__RECORDS FOR THE TASK__
* Begin *
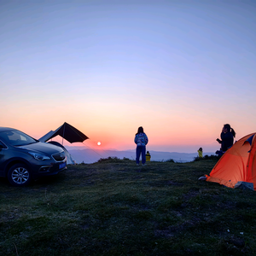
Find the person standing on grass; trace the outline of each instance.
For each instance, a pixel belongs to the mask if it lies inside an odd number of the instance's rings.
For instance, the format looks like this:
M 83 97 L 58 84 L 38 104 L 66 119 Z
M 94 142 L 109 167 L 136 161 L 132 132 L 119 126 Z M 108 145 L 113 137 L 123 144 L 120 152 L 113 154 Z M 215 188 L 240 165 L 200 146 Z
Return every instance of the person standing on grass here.
M 137 144 L 136 163 L 139 166 L 140 156 L 142 154 L 142 164 L 143 166 L 146 166 L 146 145 L 148 143 L 148 139 L 142 126 L 138 127 L 137 133 L 135 135 L 134 142 Z
M 217 139 L 217 142 L 221 144 L 220 150 L 217 150 L 216 154 L 222 155 L 224 154 L 230 148 L 233 146 L 234 137 L 236 137 L 236 132 L 233 128 L 230 127 L 229 124 L 226 124 L 223 126 L 222 131 L 220 134 L 220 139 Z

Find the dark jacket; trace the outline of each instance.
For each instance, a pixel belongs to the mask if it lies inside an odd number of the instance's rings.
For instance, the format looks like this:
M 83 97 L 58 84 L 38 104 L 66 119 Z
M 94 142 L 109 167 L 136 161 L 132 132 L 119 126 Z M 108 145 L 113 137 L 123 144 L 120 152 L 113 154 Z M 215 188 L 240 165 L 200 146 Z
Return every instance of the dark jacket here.
M 226 133 L 222 132 L 220 134 L 221 137 L 221 150 L 225 152 L 230 148 L 234 143 L 234 137 L 231 131 L 228 131 Z

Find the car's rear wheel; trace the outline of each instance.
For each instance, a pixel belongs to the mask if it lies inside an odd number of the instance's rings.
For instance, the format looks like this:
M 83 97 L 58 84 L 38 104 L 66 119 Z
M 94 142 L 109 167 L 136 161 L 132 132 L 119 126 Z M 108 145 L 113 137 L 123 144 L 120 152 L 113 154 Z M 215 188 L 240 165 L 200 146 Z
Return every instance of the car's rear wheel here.
M 8 180 L 14 186 L 26 186 L 31 182 L 29 169 L 24 164 L 16 164 L 9 168 Z

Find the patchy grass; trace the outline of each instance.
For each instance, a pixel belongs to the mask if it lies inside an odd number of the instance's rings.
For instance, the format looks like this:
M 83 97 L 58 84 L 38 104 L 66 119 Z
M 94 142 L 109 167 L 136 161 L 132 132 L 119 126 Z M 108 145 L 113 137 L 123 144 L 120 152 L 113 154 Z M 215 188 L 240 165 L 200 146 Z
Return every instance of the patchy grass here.
M 117 158 L 26 188 L 0 179 L 0 255 L 253 255 L 254 191 L 199 182 L 216 160 Z

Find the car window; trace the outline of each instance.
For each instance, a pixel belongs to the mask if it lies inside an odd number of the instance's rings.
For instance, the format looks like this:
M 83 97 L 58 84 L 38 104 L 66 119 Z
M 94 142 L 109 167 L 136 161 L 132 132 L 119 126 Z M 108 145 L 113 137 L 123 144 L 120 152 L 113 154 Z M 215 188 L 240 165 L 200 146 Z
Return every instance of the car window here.
M 37 143 L 35 139 L 18 130 L 2 131 L 0 138 L 12 146 L 24 146 Z

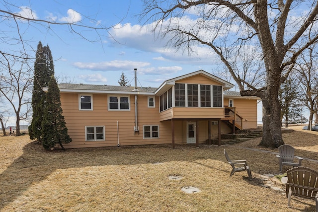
* End *
__STATED GOAL__
Turn all of the data above into a Markdown table with the columns Row and Line, numbering each row and skipping blank lines. Leave the pictures out of the table.

__FINISHED EXERCISE__
| Row | Line |
|---|---|
| 1 | Find the person standing on grass; trace the outline of each instance. |
| 2 | For each instance, a pixel belongs to the mask if it lies inside an odd number of the instance's rings. |
| 3 | For instance, the format looks like this: |
| 4 | M 83 97 L 58 84 L 38 104 L 66 119 Z |
| 5 | M 94 142 L 109 167 L 136 161 L 132 132 L 119 126 Z M 108 145 L 113 137 L 123 144 L 120 152 L 113 154 Z M 215 188 L 240 165 L 200 146 Z |
| 6 | Return every instance of the person standing on grass here. |
| 7 | M 137 144 L 136 163 L 139 166 L 140 156 L 142 154 L 142 164 L 143 166 L 146 166 L 146 145 L 148 143 L 148 139 L 142 126 L 138 127 L 137 133 L 135 135 L 134 142 Z |
| 8 | M 217 139 L 217 142 L 221 144 L 220 150 L 217 150 L 216 154 L 222 155 L 224 154 L 230 148 L 233 146 L 234 137 L 236 137 L 236 132 L 233 128 L 230 127 L 229 124 L 226 124 L 223 126 L 222 131 L 220 134 L 220 139 Z |
| 9 | Find the dark jacket; trace the outline of each instance. |
| 10 | For each instance, a pixel belongs to the mask if it lies inside an odd number of the instance's rings. |
| 11 | For instance, the format looks like this: |
| 12 | M 83 97 L 58 84 L 38 104 L 66 119 Z |
| 13 | M 94 142 L 109 167 L 136 161 L 132 132 L 119 126 Z M 108 145 L 113 137 L 123 144 L 120 152 L 113 154 Z M 215 188 L 240 165 L 200 146 Z |
| 14 | Return every instance of the dark jacket here. |
| 15 | M 226 133 L 222 132 L 220 134 L 221 137 L 221 150 L 225 152 L 230 148 L 234 143 L 234 137 L 231 131 L 228 131 Z |
| 16 | Find the car's rear wheel; trace the outline of each instance. |
| 17 | For each instance, a pixel belongs to the mask if it lies inside an odd number of the instance's rings. |
| 18 | For instance, the format looks like this: |
| 19 | M 83 97 L 58 84 L 38 104 L 66 119 Z |
| 20 | M 94 142 L 109 167 L 136 161 L 132 132 L 119 126 Z M 108 145 L 113 137 L 123 144 L 120 152 L 113 154 Z M 215 188 L 240 165 L 200 146 Z |
| 21 | Return every instance of the car's rear wheel here. |
| 22 | M 8 180 L 14 186 L 26 186 L 31 182 L 29 169 L 24 164 L 16 164 L 9 168 Z |
| 23 | Find the patchy grass; trace the outline of each instance. |
| 24 | For each instance, a pixel belongs to the mask if it lies inside an odd number of the instance's rings. |
| 25 | For instance, the format looks like this: |
| 26 | M 83 97 L 58 84 L 38 104 L 66 119 Z |
| 27 | M 94 142 L 109 167 L 136 161 L 132 132 L 119 126 Z M 108 145 L 113 137 L 123 144 L 120 152 L 113 154 Z M 215 188 L 240 165 L 200 146 Z |
| 28 | Return every instance of the patchy grass here. |
| 29 | M 117 158 L 26 188 L 0 179 L 0 255 L 253 255 L 254 191 L 199 182 L 216 160 Z |
| 30 | Find the car window; trace the outline of each instance. |
| 31 | For each instance, a pixel belongs to the mask if it lies inside an odd number of the instance's rings. |
| 32 | For instance, the format looks like this: |
| 33 | M 83 97 L 58 84 L 38 104 L 66 119 Z |
| 34 | M 94 142 L 109 167 L 136 161 L 132 132 L 119 126 Z M 108 145 L 113 137 L 123 144 L 120 152 L 113 154 Z M 215 188 L 240 165 L 200 146 Z |
| 35 | Return every instance of the car window here. |
| 36 | M 37 143 L 35 139 L 18 130 L 2 131 L 0 138 L 12 146 L 24 146 Z |